* GOAL OF THE EXERCISE *
Among the lines of the records, find all that carry the word "engine" and copy them.

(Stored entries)

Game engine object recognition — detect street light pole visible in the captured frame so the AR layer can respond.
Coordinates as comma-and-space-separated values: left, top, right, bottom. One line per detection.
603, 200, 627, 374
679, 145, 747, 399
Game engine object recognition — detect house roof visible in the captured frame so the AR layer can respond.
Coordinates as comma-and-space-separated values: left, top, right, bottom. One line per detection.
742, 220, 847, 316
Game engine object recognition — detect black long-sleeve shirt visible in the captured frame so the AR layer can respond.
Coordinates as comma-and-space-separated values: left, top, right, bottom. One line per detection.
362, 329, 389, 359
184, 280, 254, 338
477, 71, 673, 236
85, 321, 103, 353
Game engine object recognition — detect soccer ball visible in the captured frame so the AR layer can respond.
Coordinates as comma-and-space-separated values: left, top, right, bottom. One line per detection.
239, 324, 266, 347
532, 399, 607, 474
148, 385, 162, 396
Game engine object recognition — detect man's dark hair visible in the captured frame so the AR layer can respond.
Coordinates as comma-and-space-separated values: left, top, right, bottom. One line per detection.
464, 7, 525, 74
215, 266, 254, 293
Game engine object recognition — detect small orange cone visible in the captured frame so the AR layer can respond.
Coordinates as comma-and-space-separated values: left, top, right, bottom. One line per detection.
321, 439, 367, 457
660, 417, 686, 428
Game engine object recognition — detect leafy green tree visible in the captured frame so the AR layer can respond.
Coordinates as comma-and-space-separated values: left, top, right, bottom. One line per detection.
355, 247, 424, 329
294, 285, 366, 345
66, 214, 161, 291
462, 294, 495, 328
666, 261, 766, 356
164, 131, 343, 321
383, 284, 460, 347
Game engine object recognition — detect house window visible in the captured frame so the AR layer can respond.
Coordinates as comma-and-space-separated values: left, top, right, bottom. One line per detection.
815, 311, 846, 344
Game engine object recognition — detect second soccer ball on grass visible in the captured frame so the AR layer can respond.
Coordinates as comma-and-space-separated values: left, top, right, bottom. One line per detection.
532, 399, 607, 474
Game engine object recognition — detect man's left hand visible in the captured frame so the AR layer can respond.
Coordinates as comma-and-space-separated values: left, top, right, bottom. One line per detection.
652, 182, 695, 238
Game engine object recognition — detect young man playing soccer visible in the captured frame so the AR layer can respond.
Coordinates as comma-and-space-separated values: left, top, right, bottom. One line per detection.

* TASK OUTPUT *
Game engine object recognition — detect street light pole visible in the captured frame so the AR layer can respond.
Game engine object recognition — detect house roof visible in the captured frame so the AR layer can respond.
Game engine object recognition — detect black long-sleeve shirt visible in the captured frame so the AR layer can respond.
Game engine object recognition — detect soccer ball visible in the captured frame so the AR layer can respond.
Game engine object recognition — detect man's dark hair visible in the captured frame so the AR layer can respond.
Game engine object recognition — detect small orange cone visible in the captured frame so the AR layer can respond.
Game engine object recognition — detect leafy green tree visible in the captured frame so the AR layer can respond.
Game engine object recognition — detect house window visible in the captured frame so the AR layer can respond.
Game engine object recognition — detect second soccer ball on grass visible in the captured frame so the AR layer can respond.
Game engine object recognition — detect man's left hand visible in the captured frame so the AR layer can respond.
Game engine object recognition — detect young man playing soccer visible in the captured frame so the AR layer can respond.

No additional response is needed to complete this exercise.